### Problem details
Quote the whole listing word for word, please.
Start of Block
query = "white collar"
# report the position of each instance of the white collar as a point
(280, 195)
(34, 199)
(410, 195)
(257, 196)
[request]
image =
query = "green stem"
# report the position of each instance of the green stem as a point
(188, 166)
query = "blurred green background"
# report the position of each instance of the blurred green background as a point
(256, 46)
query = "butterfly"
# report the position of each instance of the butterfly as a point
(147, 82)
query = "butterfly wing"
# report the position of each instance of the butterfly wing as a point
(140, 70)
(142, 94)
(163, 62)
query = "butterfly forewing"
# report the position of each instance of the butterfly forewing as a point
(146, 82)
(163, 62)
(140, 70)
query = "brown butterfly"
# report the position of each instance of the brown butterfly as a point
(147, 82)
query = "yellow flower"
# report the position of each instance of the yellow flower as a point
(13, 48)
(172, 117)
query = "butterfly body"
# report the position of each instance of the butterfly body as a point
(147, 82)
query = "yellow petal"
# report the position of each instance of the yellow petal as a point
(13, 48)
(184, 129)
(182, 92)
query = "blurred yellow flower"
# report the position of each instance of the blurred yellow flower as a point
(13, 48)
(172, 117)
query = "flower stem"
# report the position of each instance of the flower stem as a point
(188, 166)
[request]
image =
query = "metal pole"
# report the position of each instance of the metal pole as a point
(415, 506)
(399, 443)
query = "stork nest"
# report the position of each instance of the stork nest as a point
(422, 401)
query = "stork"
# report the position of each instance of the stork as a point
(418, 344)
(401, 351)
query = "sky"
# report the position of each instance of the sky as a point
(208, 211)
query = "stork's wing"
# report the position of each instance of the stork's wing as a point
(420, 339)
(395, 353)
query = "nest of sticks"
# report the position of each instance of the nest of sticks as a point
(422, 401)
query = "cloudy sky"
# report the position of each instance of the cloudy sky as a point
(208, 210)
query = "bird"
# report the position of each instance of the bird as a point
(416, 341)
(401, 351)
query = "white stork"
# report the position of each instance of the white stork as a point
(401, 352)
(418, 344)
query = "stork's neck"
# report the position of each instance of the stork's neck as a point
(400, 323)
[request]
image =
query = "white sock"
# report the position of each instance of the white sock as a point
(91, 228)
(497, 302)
End of Block
### Answer section
query = "white collar"
# report the position of each instance of the white collar as a point
(280, 195)
(34, 199)
(410, 195)
(257, 196)
[request]
image =
query = "green stem"
# report the position of each instance of the green stem as a point
(188, 166)
query = "blurred green background"
# report the position of each instance of the blurred green background as a point
(256, 46)
query = "butterfly"
# report the position of each instance of the butterfly as a point
(147, 82)
query = "butterfly wing"
# report the position of each instance of the butterfly wing as a point
(140, 70)
(142, 94)
(163, 62)
query = "butterfly forewing"
# report the position of each instance of the butterfly forewing as a point
(146, 82)
(163, 62)
(140, 70)
query = "brown butterfly"
# report the position of each instance of the brown butterfly as a point
(147, 82)
query = "yellow flower"
# report the position of each instance of the yellow flower as a point
(13, 48)
(172, 117)
query = "butterfly body"
# report the position of each instance of the butterfly body as a point
(147, 82)
query = "yellow petal"
# report the position of each instance of the yellow petal as a point
(13, 48)
(184, 129)
(182, 92)
query = "blurred yellow flower"
# report the position of each instance of the blurred yellow flower as a point
(13, 48)
(172, 117)
query = "flower stem"
# report the position of each instance of the flower stem as a point
(188, 166)
[request]
image =
query = "metal pole"
# report the position of each instance of the metal pole as a point
(415, 506)
(399, 443)
query = "stork nest"
# report the position of each instance of the stork nest as a point
(422, 401)
query = "stork"
# report the position of each instance of the stork as a point
(418, 344)
(401, 351)
query = "sky"
# report the position of each instance of the sky as a point
(208, 211)
query = "stork's wing"
# report the position of each instance of the stork's wing as a point
(420, 339)
(395, 353)
query = "nest of sticks"
# report the position of each instance of the nest of sticks as a point
(422, 401)
query = "cloudy sky"
# report the position of each instance of the cloudy sky as a point
(208, 210)
query = "bird"
# report the position of each instance of the bird as a point
(416, 341)
(401, 351)
query = "white stork"
# report the position of each instance of the white stork as a point
(401, 352)
(418, 344)
query = "stork's neck"
# report the position of each instance of the stork's neck as a point
(400, 323)
[request]
image =
query = "white sock"
# report the position of each instance of the white sock as a point
(91, 228)
(497, 302)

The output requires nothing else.